(Records from a data source)
====================

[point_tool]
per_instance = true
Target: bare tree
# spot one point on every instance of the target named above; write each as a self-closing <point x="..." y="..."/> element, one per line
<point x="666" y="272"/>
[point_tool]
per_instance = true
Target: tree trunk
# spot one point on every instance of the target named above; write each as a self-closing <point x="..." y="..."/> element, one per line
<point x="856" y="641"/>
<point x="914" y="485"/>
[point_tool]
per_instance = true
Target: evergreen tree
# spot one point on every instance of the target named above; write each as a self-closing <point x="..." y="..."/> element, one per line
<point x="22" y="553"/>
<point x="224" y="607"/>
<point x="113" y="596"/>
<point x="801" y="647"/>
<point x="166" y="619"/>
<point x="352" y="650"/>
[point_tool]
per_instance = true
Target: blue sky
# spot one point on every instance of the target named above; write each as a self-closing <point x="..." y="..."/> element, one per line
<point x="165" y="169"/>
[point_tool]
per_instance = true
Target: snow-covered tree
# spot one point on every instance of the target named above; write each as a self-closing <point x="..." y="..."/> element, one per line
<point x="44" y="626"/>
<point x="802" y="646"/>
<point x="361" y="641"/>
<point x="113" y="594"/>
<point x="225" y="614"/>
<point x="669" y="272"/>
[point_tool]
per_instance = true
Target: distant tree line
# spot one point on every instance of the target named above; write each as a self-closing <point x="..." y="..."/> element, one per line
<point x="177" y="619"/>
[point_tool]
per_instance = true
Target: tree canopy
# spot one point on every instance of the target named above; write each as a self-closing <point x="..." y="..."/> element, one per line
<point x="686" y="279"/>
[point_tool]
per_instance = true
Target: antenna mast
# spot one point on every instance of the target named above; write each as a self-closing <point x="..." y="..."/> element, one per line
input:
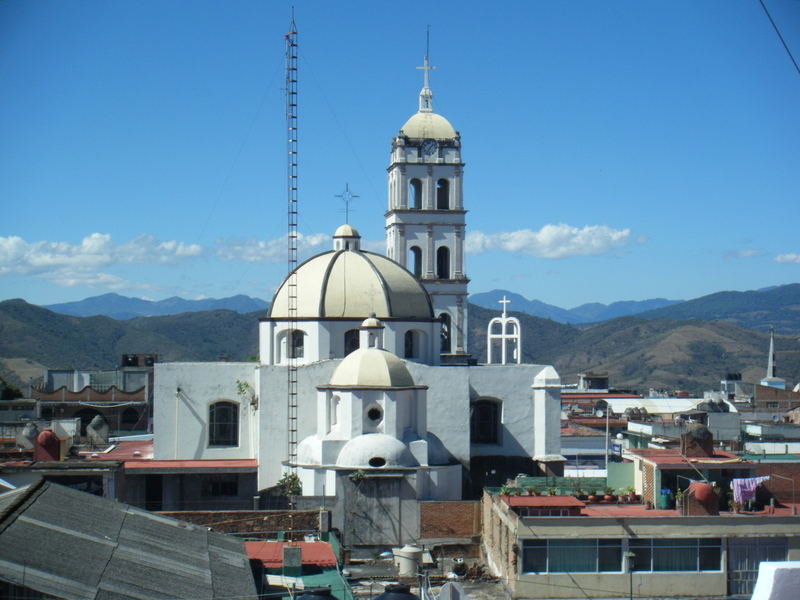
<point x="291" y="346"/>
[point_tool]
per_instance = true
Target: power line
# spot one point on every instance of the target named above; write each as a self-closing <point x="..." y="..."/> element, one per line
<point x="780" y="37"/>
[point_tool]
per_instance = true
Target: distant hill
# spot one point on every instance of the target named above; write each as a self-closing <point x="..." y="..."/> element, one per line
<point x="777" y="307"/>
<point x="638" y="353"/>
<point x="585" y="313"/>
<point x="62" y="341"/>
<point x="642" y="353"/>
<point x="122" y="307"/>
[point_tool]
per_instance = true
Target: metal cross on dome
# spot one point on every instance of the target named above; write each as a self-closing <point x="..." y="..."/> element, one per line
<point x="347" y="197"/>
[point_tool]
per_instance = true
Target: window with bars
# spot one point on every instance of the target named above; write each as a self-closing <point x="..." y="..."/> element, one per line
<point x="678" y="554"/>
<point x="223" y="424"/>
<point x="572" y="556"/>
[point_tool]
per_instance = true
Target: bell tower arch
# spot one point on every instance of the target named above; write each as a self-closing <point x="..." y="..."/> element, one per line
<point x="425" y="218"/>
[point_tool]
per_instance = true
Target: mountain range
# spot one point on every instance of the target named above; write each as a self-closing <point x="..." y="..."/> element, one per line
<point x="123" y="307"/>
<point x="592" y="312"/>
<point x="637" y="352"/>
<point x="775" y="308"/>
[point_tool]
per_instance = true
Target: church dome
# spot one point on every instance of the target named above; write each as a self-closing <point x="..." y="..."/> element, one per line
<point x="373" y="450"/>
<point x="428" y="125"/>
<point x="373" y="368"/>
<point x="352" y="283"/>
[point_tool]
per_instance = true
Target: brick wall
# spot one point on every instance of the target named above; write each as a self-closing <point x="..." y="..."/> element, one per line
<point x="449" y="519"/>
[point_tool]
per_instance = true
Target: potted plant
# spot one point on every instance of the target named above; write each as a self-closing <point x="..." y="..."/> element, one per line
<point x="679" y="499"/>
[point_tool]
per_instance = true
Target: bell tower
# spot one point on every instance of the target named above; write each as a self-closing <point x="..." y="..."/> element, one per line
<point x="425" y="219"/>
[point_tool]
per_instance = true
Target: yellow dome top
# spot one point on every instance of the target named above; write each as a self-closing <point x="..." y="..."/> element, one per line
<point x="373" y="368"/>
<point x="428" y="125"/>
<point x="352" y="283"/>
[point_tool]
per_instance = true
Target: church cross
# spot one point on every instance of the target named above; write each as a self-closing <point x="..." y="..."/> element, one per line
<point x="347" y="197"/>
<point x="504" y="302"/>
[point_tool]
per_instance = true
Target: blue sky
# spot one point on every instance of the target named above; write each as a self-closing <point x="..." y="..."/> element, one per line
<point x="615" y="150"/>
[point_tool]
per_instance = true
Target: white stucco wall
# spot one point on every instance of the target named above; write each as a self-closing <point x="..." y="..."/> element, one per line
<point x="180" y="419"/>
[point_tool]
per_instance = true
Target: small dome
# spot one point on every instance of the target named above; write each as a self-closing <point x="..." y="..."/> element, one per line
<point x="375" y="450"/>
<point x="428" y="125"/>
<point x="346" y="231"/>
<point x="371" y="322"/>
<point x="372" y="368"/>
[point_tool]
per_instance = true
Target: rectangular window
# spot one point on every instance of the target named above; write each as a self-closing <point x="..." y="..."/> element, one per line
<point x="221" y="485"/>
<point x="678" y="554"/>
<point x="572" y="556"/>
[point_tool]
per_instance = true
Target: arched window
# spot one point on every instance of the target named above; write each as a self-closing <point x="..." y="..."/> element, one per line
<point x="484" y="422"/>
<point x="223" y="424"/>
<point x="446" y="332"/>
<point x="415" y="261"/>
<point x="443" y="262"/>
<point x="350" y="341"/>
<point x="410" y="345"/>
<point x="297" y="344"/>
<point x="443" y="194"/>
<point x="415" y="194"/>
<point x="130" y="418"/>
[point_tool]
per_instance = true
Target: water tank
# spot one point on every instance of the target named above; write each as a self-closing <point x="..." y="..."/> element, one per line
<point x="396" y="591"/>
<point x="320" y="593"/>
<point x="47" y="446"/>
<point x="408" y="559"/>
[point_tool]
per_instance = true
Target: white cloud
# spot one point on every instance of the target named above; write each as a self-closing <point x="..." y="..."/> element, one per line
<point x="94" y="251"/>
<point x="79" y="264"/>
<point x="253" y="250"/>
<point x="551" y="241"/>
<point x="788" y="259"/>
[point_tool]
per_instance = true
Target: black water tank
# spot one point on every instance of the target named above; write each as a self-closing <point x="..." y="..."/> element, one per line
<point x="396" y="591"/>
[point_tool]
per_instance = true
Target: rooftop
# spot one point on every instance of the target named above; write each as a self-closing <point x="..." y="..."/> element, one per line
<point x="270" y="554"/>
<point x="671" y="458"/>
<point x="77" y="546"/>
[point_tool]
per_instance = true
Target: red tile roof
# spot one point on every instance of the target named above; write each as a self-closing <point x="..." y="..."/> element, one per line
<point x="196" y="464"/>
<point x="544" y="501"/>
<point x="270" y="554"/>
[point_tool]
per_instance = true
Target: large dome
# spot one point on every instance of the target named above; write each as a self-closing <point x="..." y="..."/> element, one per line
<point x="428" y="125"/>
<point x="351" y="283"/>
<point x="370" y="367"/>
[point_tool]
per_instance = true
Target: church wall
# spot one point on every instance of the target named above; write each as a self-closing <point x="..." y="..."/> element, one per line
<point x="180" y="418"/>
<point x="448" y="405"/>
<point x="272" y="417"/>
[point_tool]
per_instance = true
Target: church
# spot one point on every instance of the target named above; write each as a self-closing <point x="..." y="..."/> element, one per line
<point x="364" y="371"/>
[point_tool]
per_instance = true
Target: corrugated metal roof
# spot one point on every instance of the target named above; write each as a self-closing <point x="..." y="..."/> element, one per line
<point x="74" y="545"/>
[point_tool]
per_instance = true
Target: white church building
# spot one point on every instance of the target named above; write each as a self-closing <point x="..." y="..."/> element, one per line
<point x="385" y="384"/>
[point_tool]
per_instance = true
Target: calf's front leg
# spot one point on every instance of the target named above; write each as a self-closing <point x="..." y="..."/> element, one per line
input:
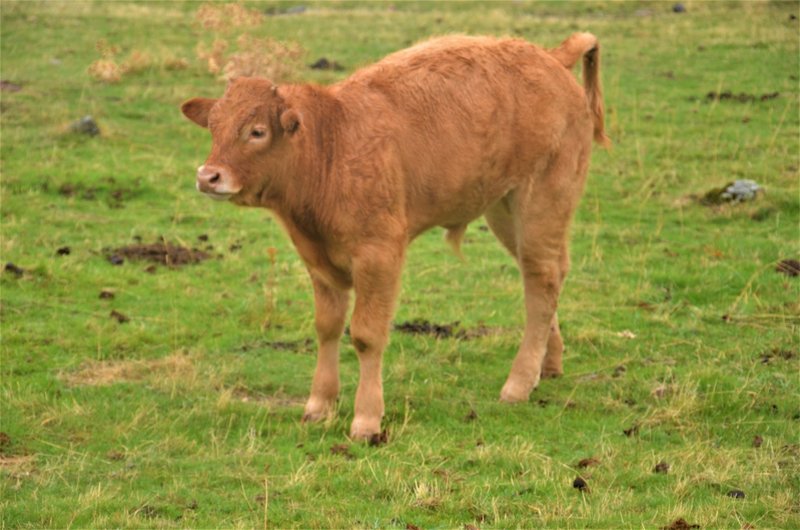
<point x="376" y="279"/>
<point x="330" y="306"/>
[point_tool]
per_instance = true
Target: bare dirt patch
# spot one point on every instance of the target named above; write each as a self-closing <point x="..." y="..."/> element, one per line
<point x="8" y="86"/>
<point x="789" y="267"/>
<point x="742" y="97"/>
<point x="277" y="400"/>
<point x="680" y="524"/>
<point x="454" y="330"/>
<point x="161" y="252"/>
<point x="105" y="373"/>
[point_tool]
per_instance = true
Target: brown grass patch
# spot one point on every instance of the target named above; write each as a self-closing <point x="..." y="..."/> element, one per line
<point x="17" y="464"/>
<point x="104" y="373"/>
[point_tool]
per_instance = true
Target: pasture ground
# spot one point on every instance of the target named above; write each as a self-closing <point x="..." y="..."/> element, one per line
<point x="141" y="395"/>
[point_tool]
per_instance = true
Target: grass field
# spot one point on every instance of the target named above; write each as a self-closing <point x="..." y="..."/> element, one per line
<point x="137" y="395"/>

====================

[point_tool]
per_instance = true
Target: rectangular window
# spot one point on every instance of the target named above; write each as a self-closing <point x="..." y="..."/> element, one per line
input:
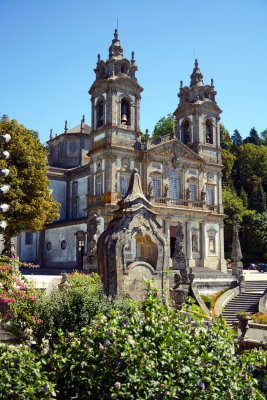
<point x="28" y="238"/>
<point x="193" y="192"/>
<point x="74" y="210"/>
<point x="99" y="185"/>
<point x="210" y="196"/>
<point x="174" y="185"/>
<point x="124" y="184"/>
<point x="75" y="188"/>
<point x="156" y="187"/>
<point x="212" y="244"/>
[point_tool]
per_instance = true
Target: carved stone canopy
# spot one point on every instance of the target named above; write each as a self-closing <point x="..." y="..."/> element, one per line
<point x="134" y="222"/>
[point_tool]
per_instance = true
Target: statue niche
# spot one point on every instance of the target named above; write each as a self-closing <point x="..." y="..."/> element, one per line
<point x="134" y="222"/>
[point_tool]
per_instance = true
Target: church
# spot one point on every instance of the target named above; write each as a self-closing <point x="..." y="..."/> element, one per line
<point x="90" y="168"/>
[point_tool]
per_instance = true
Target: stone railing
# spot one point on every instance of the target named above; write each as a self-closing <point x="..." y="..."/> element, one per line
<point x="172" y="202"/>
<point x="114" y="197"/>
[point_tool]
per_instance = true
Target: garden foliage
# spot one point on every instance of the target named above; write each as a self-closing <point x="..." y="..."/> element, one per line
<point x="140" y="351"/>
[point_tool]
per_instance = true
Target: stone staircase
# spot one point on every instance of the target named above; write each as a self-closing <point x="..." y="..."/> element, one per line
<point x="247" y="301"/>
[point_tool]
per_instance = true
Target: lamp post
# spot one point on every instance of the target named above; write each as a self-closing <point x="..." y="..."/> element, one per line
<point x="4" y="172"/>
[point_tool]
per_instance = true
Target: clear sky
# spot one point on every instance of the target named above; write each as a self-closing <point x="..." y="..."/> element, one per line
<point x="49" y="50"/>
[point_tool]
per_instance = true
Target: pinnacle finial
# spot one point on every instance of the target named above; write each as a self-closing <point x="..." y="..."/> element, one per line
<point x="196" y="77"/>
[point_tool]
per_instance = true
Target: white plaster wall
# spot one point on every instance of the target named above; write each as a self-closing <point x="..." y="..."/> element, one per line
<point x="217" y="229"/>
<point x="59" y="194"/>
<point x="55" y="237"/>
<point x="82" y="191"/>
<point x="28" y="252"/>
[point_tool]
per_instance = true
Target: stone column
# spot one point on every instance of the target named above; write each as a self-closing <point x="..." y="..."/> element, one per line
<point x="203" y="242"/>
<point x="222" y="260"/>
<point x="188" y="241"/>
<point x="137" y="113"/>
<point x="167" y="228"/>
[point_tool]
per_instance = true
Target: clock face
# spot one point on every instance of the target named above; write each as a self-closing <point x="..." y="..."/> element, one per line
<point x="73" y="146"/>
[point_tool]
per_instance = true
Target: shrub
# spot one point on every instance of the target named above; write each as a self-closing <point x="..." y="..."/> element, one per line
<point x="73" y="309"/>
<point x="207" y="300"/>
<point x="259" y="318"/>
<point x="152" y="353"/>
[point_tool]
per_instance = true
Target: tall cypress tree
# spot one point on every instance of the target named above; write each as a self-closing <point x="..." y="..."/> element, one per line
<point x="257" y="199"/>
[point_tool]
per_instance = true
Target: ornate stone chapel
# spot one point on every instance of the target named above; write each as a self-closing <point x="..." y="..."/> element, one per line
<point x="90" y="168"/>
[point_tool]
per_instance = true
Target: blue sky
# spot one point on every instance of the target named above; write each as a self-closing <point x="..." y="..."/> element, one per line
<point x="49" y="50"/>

====================

> **Required task**:
Pull out every line of the entries above that contains the string "wall", treating uppercase and lowercase letters as different.

> **Expected answer**:
Target: brick wall
Target: white stucco wall
Target: church wall
Target: white plaster wall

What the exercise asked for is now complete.